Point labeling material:

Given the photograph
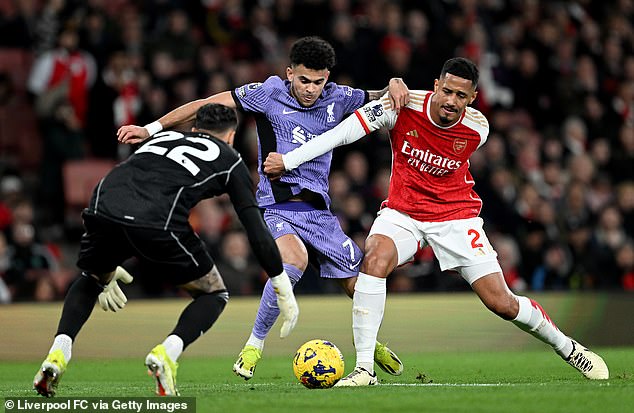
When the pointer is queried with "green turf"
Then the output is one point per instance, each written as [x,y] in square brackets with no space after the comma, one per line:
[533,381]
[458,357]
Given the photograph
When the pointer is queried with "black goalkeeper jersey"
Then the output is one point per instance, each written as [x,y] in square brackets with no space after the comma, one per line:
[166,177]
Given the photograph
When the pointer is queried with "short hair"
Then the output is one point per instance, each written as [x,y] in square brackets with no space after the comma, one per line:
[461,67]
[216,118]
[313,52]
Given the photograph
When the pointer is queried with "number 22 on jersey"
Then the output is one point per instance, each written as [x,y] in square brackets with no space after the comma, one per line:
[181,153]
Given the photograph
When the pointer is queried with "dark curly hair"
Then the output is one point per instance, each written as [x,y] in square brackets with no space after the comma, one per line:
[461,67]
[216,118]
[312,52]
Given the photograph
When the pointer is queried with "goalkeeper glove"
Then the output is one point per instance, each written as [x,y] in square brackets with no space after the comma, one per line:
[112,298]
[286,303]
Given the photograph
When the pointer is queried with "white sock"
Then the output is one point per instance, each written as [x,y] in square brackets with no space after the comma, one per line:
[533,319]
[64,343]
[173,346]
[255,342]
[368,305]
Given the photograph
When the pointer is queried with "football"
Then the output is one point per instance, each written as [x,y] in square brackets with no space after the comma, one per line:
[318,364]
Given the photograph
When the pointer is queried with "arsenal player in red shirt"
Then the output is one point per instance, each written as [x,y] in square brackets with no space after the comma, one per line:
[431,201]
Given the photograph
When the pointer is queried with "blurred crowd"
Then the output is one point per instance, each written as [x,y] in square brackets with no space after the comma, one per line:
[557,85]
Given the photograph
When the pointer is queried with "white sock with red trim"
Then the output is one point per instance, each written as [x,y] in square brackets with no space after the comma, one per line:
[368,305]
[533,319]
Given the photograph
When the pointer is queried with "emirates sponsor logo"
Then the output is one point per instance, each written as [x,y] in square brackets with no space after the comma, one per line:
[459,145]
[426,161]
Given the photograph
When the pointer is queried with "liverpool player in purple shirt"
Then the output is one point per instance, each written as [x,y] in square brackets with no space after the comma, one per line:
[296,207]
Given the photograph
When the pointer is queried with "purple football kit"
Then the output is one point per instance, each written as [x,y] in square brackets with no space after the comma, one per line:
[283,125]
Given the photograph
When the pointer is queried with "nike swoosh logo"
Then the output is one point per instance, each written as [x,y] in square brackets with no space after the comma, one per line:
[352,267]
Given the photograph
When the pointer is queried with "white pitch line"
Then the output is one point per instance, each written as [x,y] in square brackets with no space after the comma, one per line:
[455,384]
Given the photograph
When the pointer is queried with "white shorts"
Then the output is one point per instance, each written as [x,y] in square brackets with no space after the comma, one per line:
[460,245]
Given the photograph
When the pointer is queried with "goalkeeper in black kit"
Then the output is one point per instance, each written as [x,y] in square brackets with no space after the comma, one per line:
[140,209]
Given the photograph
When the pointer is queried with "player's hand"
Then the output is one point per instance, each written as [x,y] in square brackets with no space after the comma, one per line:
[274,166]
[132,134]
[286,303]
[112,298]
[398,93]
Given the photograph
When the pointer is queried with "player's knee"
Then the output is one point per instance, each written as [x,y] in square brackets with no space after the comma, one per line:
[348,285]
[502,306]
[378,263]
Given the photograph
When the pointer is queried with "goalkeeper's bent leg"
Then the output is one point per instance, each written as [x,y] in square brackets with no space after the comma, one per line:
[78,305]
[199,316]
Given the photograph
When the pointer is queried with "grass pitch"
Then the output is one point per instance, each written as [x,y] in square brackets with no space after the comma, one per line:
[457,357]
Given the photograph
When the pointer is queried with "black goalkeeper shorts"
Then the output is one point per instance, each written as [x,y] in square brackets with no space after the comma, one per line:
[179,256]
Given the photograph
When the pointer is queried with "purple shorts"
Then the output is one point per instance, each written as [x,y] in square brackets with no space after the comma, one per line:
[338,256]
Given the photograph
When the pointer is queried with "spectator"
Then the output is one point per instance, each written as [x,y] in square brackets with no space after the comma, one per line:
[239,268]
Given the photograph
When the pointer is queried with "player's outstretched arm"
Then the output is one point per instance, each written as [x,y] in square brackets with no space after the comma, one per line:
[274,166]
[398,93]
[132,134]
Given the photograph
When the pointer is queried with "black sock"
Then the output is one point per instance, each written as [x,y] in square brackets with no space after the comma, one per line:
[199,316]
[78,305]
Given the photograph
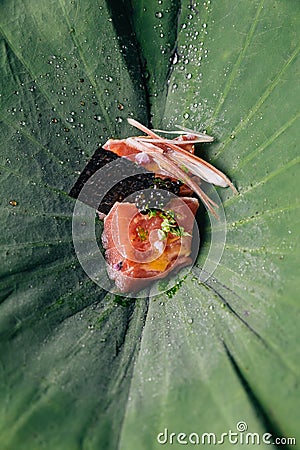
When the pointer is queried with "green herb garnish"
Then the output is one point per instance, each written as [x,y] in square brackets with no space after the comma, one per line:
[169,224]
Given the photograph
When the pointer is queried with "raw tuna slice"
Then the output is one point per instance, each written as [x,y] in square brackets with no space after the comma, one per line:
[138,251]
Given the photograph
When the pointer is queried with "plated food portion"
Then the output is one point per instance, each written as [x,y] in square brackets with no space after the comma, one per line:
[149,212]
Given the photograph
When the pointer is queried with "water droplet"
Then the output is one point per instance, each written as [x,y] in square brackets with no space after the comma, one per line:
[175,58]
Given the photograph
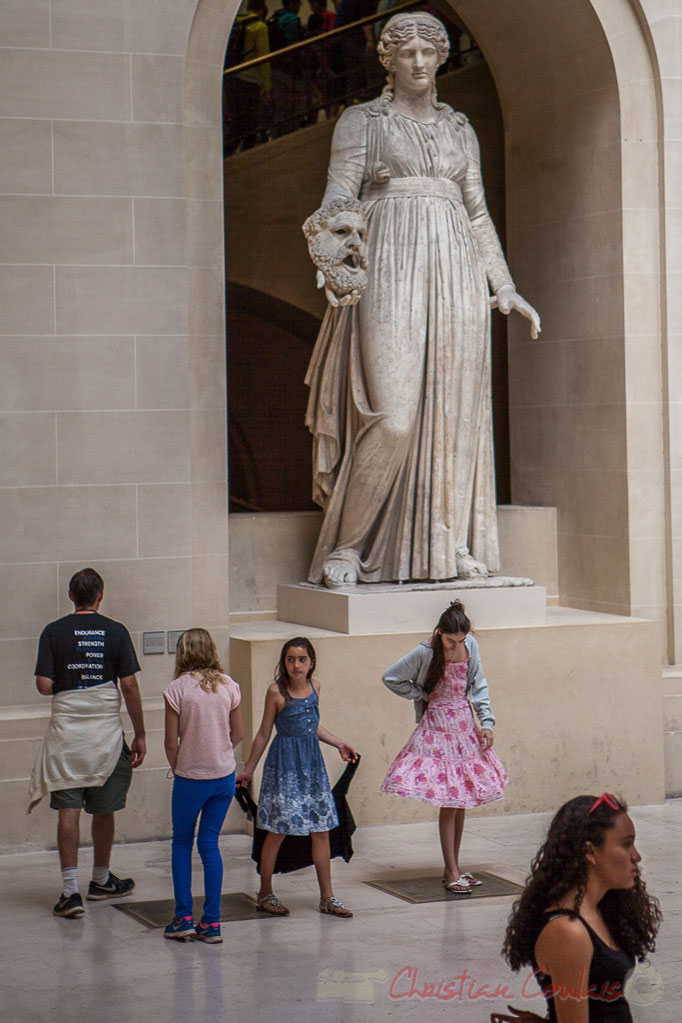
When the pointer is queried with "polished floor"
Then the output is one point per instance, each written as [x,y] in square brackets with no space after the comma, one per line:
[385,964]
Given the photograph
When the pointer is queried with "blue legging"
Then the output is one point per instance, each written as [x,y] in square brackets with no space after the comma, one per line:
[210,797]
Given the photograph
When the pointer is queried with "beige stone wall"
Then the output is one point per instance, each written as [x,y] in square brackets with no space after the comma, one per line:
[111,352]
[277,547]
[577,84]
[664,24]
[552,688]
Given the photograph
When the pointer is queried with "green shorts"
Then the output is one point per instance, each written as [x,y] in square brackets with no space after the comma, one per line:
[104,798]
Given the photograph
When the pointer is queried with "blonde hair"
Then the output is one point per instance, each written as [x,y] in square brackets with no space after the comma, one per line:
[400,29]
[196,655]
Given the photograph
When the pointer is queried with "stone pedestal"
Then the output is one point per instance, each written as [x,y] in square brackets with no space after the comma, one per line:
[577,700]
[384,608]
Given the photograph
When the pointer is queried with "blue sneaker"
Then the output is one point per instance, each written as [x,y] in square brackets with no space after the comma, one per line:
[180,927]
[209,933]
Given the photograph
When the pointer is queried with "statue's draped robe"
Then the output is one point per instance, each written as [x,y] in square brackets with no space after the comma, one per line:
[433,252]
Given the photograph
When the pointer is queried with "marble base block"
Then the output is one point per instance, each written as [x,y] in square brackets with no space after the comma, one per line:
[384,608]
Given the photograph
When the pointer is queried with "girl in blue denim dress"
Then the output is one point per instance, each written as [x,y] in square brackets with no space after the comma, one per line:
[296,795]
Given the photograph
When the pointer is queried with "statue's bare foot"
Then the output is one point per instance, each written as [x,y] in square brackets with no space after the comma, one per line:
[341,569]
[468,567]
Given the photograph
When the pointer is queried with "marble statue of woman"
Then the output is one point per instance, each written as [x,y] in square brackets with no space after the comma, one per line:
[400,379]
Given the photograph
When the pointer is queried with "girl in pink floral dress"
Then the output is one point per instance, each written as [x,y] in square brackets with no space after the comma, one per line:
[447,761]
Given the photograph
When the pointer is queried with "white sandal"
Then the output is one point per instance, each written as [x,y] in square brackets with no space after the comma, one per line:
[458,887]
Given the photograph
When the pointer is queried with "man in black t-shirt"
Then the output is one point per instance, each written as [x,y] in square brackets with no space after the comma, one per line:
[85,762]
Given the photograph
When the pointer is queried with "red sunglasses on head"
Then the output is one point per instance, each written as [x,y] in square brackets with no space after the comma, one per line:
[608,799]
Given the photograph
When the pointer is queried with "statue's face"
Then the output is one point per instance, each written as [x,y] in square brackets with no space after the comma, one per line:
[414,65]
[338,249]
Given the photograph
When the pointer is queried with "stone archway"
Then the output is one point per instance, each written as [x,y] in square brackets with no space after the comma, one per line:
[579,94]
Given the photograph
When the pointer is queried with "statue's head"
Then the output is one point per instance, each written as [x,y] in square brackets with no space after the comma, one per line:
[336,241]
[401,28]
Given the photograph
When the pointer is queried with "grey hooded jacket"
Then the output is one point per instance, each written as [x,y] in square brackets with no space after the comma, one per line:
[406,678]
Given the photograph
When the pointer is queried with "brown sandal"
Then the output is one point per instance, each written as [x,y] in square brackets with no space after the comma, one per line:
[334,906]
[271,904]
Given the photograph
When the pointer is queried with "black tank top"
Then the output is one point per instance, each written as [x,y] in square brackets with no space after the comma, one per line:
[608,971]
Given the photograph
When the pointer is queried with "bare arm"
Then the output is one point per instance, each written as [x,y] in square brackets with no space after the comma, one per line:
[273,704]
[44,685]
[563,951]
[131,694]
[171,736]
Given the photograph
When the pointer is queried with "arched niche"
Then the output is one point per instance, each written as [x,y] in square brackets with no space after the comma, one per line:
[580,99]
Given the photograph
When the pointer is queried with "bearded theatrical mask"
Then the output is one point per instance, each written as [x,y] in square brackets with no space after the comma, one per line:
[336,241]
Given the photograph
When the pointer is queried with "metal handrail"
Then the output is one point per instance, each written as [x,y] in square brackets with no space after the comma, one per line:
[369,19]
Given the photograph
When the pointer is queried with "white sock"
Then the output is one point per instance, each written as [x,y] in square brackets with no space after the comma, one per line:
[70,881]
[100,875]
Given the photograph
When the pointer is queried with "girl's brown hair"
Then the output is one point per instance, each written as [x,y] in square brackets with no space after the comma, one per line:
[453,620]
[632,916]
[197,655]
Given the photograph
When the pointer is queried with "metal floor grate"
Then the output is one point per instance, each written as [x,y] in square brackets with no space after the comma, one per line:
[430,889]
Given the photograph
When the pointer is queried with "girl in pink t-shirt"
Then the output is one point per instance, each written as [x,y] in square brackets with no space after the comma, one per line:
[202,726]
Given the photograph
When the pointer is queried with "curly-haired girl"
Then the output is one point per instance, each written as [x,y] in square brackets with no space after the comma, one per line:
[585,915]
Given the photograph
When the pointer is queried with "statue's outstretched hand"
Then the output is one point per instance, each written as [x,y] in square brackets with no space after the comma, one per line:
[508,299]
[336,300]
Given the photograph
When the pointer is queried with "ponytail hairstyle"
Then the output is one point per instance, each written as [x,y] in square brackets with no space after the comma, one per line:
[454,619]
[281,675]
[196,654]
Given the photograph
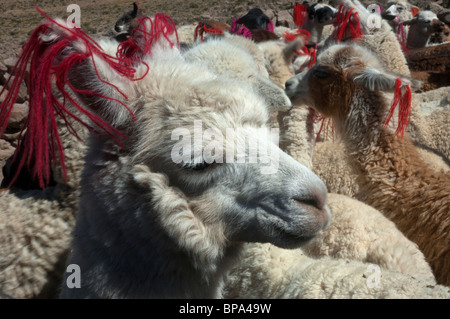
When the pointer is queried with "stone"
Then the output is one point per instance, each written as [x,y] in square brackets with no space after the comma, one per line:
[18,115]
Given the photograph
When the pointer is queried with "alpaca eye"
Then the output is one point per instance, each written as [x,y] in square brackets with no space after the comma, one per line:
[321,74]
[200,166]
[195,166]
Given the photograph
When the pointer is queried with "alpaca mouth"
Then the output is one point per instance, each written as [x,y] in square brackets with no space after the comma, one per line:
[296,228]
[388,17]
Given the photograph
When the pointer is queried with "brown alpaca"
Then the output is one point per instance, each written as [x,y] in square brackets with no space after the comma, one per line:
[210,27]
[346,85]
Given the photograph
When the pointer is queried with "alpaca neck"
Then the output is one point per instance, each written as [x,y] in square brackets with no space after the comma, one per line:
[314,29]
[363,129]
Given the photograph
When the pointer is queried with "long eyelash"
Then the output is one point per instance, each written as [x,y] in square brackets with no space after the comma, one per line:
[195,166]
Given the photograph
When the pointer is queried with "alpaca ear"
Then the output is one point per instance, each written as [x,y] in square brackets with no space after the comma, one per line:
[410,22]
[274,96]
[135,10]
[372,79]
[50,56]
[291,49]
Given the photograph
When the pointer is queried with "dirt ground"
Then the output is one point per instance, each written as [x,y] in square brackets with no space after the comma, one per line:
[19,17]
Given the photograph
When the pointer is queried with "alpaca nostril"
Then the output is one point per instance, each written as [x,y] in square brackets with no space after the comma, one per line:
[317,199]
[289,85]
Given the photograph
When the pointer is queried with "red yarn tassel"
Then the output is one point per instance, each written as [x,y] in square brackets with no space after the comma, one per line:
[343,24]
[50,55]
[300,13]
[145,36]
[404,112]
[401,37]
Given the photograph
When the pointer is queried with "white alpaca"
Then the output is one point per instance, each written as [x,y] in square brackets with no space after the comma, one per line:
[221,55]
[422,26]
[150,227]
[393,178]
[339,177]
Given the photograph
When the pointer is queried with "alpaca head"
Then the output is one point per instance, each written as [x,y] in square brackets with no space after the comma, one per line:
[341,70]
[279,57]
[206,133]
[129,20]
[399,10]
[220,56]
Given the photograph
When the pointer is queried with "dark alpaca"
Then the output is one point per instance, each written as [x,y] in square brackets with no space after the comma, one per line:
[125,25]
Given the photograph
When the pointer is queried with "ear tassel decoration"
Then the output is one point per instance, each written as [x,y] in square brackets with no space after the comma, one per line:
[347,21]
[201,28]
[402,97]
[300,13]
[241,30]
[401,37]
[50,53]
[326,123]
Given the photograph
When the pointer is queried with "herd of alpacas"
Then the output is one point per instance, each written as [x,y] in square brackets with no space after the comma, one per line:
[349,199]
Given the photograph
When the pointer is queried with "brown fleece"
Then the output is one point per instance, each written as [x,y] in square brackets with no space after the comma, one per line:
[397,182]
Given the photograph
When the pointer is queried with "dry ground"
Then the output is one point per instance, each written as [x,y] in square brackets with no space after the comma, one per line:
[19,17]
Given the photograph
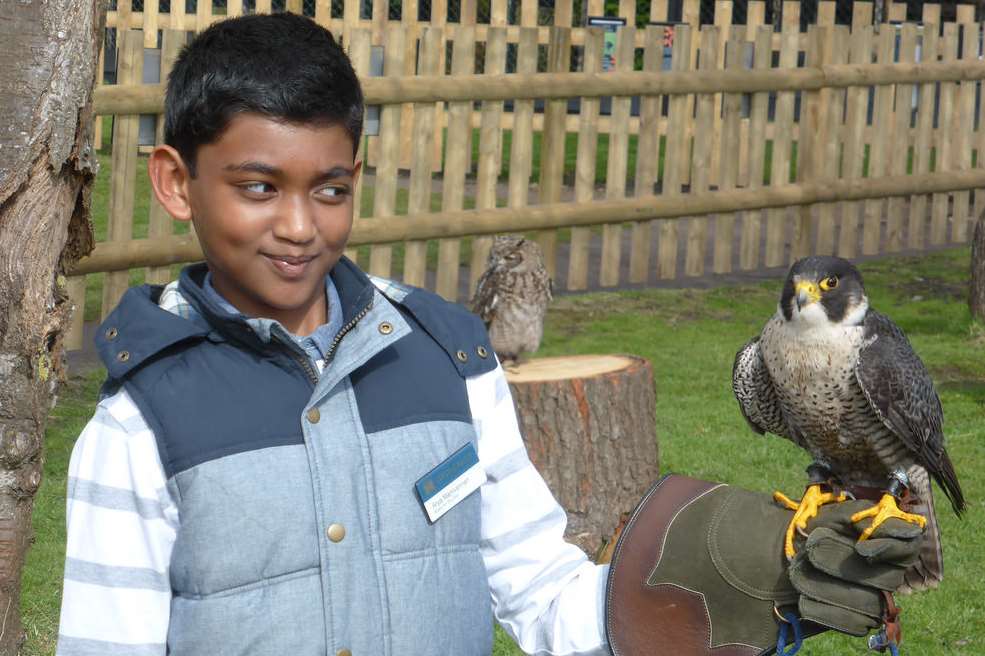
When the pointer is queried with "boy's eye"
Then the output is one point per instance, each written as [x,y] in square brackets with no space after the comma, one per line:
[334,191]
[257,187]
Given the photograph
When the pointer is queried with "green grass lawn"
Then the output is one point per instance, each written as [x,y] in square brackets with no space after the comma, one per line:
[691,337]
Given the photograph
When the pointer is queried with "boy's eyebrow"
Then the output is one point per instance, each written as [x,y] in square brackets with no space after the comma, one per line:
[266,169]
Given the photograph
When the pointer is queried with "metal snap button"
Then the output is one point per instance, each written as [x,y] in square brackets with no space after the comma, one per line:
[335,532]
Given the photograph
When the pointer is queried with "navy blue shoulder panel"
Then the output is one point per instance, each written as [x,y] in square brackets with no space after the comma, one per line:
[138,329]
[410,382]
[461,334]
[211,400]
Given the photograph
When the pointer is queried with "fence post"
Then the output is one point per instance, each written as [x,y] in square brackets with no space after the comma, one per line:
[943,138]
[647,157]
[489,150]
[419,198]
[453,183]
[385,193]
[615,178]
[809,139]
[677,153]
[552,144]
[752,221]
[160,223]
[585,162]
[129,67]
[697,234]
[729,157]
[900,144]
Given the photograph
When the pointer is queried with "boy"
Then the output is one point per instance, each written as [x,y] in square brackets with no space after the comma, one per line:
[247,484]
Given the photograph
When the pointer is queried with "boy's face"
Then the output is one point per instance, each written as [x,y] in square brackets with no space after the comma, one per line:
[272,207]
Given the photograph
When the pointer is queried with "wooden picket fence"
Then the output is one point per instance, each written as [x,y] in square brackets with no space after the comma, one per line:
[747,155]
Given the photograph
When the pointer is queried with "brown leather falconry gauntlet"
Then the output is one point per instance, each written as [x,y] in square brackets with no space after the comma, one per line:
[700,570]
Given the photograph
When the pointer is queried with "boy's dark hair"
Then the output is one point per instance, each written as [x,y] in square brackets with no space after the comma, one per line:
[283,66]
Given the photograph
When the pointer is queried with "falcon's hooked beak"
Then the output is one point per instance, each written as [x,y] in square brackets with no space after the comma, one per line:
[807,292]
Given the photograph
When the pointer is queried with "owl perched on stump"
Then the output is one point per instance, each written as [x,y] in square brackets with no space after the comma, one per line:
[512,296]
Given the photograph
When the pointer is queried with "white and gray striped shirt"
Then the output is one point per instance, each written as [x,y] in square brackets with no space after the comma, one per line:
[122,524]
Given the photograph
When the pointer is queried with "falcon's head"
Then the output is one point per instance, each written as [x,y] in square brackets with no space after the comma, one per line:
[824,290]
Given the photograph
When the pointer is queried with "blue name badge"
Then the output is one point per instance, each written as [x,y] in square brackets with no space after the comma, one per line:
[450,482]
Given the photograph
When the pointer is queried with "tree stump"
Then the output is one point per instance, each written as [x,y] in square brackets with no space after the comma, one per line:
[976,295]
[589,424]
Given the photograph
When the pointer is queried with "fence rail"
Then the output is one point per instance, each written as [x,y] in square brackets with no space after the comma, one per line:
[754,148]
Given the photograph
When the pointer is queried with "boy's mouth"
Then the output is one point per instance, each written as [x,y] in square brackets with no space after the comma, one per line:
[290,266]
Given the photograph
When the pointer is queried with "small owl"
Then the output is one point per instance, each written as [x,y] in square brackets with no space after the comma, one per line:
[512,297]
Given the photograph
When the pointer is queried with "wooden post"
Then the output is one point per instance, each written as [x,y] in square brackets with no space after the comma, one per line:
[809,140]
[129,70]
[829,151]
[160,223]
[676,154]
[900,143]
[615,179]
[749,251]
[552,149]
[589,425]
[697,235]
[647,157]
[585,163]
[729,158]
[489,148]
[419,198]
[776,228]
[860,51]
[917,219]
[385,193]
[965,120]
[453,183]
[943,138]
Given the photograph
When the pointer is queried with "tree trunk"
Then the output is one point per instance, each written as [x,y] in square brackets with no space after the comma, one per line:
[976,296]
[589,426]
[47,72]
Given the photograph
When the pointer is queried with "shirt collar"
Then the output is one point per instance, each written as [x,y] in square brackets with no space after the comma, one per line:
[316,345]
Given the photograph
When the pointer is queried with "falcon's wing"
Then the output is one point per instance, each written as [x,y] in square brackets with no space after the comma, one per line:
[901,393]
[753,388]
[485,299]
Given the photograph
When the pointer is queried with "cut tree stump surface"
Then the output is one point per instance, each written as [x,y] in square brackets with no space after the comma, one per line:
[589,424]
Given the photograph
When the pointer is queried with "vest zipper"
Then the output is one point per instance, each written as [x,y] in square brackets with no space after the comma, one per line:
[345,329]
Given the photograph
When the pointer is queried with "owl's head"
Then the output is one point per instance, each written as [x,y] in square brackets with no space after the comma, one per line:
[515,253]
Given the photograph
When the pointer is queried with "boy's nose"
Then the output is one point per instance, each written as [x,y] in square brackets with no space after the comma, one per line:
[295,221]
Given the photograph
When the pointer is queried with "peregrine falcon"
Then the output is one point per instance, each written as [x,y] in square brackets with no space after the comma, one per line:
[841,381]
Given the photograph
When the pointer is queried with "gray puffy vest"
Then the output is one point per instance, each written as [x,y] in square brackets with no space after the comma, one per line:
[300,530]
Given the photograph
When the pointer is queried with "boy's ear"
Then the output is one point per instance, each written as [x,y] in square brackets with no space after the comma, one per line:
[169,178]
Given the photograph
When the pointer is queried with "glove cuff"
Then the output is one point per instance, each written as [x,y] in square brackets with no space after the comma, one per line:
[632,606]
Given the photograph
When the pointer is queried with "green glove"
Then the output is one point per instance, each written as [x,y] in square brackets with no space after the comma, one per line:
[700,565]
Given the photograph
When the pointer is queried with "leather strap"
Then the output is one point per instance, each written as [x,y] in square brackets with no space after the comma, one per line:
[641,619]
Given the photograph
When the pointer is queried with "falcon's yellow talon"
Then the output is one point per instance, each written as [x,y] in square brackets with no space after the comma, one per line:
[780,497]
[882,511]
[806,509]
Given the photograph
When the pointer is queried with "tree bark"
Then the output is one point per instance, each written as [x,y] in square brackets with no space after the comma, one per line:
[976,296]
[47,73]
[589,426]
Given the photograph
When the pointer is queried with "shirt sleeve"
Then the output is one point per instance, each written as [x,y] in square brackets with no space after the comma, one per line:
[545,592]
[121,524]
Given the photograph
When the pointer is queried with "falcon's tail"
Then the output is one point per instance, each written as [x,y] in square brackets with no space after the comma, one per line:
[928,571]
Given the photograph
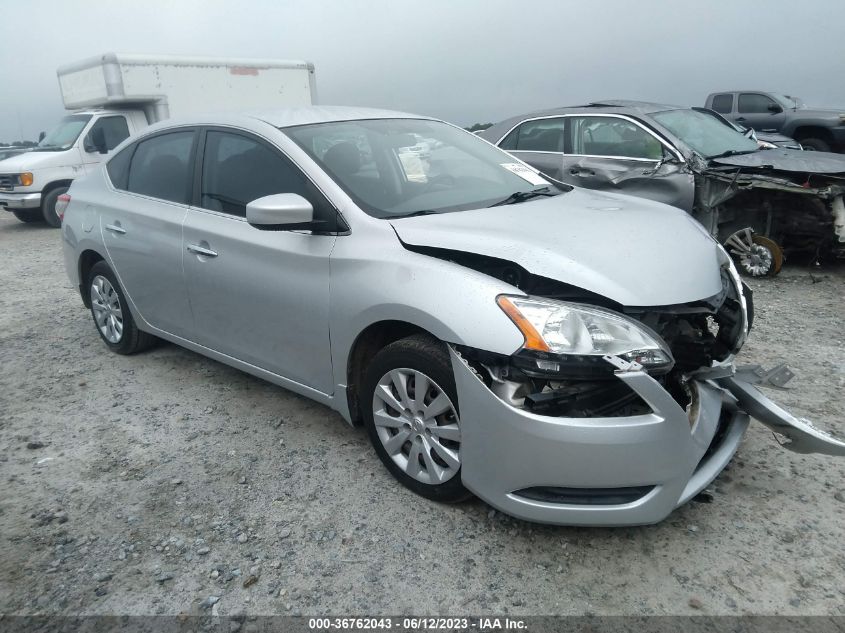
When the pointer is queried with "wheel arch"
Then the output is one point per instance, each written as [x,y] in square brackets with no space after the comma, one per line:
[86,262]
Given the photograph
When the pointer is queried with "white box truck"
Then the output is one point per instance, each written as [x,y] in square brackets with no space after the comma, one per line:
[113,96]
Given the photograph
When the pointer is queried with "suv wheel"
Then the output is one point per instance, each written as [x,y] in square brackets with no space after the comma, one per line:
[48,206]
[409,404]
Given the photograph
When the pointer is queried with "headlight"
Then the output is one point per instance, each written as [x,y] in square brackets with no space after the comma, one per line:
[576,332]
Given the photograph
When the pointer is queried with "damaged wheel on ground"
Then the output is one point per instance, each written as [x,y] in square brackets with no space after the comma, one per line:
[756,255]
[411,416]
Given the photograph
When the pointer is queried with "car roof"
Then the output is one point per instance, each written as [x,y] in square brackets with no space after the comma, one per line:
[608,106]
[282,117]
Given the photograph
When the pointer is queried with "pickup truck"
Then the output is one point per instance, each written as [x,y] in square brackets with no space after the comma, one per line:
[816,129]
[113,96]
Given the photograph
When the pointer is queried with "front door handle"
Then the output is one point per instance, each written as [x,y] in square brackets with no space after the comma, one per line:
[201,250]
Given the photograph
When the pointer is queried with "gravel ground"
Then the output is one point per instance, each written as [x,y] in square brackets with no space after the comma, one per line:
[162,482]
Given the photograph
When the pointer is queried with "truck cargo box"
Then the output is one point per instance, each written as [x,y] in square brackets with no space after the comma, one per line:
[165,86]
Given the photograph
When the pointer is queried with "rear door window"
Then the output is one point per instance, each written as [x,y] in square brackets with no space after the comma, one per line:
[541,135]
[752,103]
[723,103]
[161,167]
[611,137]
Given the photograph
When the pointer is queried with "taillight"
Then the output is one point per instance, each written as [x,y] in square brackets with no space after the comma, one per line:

What you are asked to do >> Show every line of the material above that contains the string "gray", matching case exactly.

Output below >>
When the pointer is queried with "white and gray striped shirt"
When the pointer is queried with "gray puffy vest"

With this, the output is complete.